TASK INSTRUCTIONS:
Extract the line that contains "Target: table" and every line after it to the end of the records below, exactly as written and nothing else.

PROVIDED RECORDS:
-*-

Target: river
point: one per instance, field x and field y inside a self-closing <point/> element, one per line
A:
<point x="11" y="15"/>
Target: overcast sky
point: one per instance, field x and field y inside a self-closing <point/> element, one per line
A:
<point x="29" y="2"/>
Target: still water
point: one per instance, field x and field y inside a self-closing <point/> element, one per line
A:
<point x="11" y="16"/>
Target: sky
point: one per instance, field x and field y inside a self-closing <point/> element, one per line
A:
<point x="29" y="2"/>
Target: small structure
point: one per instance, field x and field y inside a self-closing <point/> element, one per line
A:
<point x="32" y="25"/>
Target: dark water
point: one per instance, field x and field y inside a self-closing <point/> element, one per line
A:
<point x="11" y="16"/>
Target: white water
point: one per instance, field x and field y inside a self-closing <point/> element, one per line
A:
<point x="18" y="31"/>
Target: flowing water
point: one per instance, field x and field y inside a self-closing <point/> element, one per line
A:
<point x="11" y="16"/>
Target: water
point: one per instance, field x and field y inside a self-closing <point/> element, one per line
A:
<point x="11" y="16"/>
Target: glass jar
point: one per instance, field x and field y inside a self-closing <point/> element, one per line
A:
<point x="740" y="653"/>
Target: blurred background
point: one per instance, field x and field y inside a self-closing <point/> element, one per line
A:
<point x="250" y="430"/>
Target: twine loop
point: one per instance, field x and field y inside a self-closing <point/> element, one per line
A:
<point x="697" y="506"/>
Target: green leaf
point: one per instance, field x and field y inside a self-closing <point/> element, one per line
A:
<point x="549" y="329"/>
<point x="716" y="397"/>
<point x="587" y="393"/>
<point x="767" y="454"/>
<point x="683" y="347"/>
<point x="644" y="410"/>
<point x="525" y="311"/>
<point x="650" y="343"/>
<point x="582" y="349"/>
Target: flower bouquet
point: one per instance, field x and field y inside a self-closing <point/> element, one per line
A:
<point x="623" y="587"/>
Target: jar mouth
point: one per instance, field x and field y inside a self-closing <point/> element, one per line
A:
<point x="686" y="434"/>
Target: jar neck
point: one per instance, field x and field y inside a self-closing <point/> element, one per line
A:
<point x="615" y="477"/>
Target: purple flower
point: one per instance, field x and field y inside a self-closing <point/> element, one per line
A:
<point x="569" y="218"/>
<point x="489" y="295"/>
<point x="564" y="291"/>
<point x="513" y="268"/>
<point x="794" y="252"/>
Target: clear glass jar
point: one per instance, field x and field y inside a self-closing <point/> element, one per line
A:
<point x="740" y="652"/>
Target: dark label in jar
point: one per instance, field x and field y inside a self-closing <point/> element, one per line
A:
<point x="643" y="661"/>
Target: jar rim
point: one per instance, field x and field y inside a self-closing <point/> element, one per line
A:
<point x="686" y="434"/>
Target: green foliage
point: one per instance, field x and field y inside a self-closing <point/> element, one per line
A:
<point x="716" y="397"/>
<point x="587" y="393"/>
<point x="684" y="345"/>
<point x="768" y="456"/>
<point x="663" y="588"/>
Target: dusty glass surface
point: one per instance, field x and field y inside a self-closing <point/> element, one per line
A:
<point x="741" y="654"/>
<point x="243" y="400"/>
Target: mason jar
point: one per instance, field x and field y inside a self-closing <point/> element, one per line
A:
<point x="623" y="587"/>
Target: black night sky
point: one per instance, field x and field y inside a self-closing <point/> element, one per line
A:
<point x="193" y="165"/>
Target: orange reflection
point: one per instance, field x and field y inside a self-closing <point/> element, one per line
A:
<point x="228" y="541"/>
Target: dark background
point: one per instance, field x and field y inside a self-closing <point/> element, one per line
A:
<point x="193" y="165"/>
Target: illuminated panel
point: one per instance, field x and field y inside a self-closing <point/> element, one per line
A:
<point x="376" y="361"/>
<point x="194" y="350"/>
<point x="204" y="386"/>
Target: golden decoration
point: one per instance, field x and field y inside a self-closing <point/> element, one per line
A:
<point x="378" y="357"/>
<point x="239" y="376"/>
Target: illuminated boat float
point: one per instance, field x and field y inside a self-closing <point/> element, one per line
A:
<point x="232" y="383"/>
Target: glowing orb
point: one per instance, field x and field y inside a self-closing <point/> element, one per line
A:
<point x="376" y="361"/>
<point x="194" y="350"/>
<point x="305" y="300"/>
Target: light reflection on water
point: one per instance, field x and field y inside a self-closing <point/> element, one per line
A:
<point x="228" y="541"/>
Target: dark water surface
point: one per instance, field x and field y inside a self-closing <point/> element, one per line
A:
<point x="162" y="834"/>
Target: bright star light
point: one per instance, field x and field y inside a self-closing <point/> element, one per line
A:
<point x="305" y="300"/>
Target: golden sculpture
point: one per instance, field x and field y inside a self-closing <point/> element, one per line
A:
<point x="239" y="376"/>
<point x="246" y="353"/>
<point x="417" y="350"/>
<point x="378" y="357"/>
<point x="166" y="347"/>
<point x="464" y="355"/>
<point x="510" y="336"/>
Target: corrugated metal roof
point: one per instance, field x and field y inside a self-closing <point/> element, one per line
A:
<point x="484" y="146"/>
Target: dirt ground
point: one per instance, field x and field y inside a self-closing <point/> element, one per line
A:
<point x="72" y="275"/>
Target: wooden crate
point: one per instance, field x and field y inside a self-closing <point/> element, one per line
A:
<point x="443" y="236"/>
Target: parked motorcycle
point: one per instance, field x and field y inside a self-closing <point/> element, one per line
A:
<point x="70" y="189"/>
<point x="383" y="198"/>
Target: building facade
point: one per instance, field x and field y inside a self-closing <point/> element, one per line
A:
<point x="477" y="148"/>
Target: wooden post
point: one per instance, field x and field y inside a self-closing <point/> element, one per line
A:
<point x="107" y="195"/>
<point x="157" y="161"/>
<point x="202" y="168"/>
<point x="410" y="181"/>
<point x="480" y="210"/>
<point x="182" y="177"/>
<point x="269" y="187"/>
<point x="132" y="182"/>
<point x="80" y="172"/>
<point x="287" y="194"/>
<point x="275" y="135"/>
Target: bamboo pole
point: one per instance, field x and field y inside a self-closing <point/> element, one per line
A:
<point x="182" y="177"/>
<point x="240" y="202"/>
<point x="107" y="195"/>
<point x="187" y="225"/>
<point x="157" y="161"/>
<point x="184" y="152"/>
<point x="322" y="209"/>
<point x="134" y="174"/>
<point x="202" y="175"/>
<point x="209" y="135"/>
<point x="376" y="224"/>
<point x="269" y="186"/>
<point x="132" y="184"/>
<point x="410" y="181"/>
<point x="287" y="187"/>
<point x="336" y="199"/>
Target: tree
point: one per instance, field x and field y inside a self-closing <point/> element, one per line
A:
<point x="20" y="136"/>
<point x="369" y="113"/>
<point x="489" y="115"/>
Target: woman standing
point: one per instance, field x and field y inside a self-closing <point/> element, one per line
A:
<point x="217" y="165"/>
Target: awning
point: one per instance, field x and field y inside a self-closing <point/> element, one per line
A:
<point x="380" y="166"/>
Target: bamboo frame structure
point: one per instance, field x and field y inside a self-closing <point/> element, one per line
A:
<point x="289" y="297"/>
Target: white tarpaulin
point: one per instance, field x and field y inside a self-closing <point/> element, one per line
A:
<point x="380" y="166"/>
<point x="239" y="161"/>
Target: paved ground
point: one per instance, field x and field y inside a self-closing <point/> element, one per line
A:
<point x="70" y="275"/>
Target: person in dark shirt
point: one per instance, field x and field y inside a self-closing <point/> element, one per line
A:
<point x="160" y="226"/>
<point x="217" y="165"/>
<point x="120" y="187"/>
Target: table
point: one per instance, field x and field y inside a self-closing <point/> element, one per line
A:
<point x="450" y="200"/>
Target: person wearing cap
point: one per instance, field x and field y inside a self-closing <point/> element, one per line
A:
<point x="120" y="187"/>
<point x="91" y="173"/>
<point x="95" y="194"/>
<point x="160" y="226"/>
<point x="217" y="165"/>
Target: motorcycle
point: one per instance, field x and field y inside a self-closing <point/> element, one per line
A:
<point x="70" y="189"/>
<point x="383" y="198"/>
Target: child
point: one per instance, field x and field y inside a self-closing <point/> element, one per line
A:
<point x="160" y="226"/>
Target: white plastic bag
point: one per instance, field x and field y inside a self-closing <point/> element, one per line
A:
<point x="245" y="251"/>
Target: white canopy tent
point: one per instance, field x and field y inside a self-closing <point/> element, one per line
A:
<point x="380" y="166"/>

-*-

OUTPUT FOR THIS EXERCISE:
Target: table
point: one per instance, field x and field y inside a self-closing <point/> element, one per line
A:
<point x="450" y="200"/>
Target: person wearing cap
point: one per instance, field x and field y inside a self-closing <point/> element, one per line
A:
<point x="120" y="187"/>
<point x="91" y="173"/>
<point x="95" y="194"/>
<point x="160" y="226"/>
<point x="217" y="165"/>
Target: motorcycle
point: one per instance, field x and field y inside a self-closing <point/> element, one per line
A:
<point x="70" y="189"/>
<point x="383" y="198"/>
Target: child
point: one per instance, field x and field y inside a self-closing <point/> element, one per line
A:
<point x="160" y="226"/>
Target: white plastic bag
point: one per instance, field x and field y inside a self-closing <point/> element, one per line
A:
<point x="245" y="251"/>
Target: white canopy tent
point: one per instance, field x and field y inside a self-closing <point/> element, one per line
A:
<point x="380" y="166"/>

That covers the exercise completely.